**Consigne A**
Recopiez le passage de l'extrait de forum sur les performances disque sous Linux, depuis « Et cela peut » jusqu'à « le test ... ».
:: Extrait du document
J'ai dépanné un collègue sous win avec hier : recupération des données (grâce au LiveCD et à samba) avant formatage imposé par un plantage windows ... Il en est toujours pas revenu (et ce n'est pas le seul ...) d'avoir pu récupérer son travail aussi rapidement !!! Ça fait de la super pub pour Linux et ça c'est cool ...   :Cool: 

 *DuF wrote:*   

> mais il y a quand même un delta suivant les noyaux dans les mêmes conditions de tests.

 Et cela peut peut-être venir d'une gestion différente de pages de swap (par exemple) !?

----------

## Angelion

La swap ? avec hdparm ? pas du tout (d'ailleurs meme sans swap les reulstats sont les meme)

Il est a signaler que chaque tests est effectué alors que la machine n'est pas 'chargée', je ne v evidement pas faire un emerge sync pdt le test ...

Et pour ceux qui en voudrait a hdparm,  meme un cp sur mon mon autre dur donne des valeurs bien differentes entre un 2.6 et un 2.4

----------

## yoyo

 *Angelion wrote:*   

> La swap ? avec hdparm ? pas du tout (d'ailleurs meme sans swap les reulstats sont les meme)

 

Non, ce que je voulais dire c'est que si ton noyau demande un accès à la swap (ou tout autre accès au disque) pendant le test hdparm, cela risque de le fausser ...

Je pense que le résultat est le même avec le cp. Tes fichier sont mis en mémoire avant d'être copiés. Et selon la méthode de gestion de ta mémoire, tu peux ou non envoyer une partie de tes données en swap, ce qui ralenti ton cp (elles sont copiées 2 fois).
::::
:: Données brutes
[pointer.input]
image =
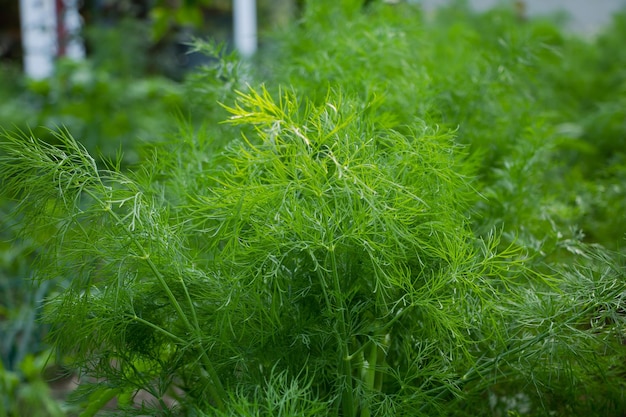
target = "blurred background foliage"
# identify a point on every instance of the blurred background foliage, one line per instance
(542, 110)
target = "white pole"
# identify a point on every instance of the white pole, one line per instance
(72, 22)
(39, 37)
(244, 21)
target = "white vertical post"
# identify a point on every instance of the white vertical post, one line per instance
(244, 22)
(39, 37)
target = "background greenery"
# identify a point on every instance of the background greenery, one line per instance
(531, 206)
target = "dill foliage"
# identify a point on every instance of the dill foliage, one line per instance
(323, 252)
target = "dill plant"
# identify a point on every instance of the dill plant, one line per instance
(337, 256)
(320, 251)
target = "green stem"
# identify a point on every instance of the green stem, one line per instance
(347, 394)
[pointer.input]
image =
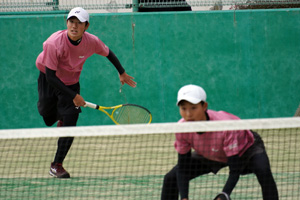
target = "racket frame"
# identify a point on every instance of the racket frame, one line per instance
(114, 108)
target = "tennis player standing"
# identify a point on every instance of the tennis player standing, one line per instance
(60, 64)
(243, 151)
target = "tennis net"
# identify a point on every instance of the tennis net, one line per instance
(130, 161)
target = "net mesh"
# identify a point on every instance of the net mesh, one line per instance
(130, 161)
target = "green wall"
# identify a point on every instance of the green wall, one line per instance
(247, 61)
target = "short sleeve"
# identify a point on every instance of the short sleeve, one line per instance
(50, 58)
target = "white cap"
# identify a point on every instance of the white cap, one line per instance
(80, 13)
(191, 93)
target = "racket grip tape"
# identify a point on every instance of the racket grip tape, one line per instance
(91, 105)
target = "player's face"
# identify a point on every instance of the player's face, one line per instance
(76, 28)
(192, 112)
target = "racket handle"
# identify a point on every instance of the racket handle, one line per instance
(90, 105)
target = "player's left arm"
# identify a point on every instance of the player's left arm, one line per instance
(234, 175)
(124, 77)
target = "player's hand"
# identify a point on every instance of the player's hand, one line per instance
(78, 101)
(125, 78)
(222, 196)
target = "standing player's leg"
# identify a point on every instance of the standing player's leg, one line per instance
(63, 146)
(70, 114)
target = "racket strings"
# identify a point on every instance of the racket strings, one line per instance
(130, 114)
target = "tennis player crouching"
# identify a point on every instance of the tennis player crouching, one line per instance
(243, 151)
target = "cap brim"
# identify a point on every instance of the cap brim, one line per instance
(81, 19)
(189, 99)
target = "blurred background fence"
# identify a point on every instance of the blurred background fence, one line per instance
(7, 6)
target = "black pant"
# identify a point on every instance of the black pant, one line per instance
(54, 105)
(258, 164)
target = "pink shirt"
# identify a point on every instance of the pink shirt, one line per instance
(66, 59)
(217, 145)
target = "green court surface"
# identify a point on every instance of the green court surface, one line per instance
(130, 167)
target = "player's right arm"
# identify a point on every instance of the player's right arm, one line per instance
(58, 84)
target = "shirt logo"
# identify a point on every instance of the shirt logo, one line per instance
(232, 146)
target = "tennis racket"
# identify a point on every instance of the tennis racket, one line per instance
(125, 113)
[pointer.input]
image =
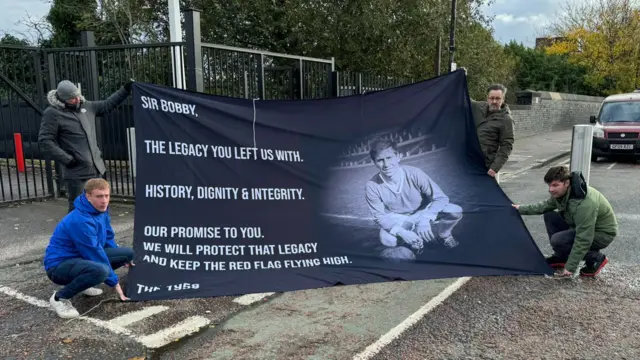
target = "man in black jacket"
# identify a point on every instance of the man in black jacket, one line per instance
(68, 133)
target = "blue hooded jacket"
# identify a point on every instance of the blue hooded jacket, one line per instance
(83, 233)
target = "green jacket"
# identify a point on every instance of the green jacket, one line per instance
(592, 218)
(495, 133)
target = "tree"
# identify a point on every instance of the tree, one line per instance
(537, 70)
(602, 36)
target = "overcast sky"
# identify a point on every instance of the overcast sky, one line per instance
(521, 20)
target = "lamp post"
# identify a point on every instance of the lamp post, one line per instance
(452, 35)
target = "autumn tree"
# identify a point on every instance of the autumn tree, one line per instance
(602, 36)
(537, 70)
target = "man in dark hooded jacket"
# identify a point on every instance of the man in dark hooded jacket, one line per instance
(494, 126)
(68, 133)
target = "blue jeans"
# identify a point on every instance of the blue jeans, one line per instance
(79, 274)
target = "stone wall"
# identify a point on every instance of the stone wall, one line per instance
(539, 112)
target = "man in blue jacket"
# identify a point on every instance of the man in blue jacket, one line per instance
(82, 251)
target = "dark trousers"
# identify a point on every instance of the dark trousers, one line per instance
(77, 275)
(561, 238)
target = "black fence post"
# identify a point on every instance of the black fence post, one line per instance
(195, 78)
(438, 57)
(40, 90)
(334, 84)
(261, 85)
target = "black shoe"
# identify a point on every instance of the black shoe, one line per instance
(555, 262)
(593, 269)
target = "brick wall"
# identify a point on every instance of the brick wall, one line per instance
(538, 112)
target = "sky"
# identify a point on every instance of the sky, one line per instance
(519, 20)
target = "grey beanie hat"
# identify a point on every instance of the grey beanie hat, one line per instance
(67, 90)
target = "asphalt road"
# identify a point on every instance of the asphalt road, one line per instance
(506, 317)
(544, 318)
(25, 229)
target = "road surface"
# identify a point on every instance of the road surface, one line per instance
(507, 317)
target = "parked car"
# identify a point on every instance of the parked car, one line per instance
(616, 127)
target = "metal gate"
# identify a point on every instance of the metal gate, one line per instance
(25, 174)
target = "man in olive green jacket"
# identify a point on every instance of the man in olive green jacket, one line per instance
(583, 225)
(494, 126)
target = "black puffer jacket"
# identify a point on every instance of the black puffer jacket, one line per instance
(70, 134)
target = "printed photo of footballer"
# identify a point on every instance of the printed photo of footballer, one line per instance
(391, 191)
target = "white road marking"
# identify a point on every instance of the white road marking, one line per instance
(394, 333)
(45, 304)
(107, 325)
(251, 298)
(135, 316)
(176, 332)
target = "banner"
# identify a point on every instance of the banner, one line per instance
(237, 196)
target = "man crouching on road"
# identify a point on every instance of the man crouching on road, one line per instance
::::
**Consigne B**
Relevez chaque ligne du listing qui contient le mot « photo ». La casse doit être respectée.

**Résultat final A**
Et cela peut peut-être venir d'une gestion différente de pages de swap (par exemple) !?

----------

## Angelion

La swap ? avec hdparm ? pas du tout (d'ailleurs meme sans swap les reulstats sont les meme)

Il est a signaler que chaque tests est effectué alors que la machine n'est pas 'chargée', je ne v evidement pas faire un emerge sync pdt le test ...

**Résultat final B**
target = "printed photo of footballer"
# identify a point on every instance of the printed photo of footballer, one line per instance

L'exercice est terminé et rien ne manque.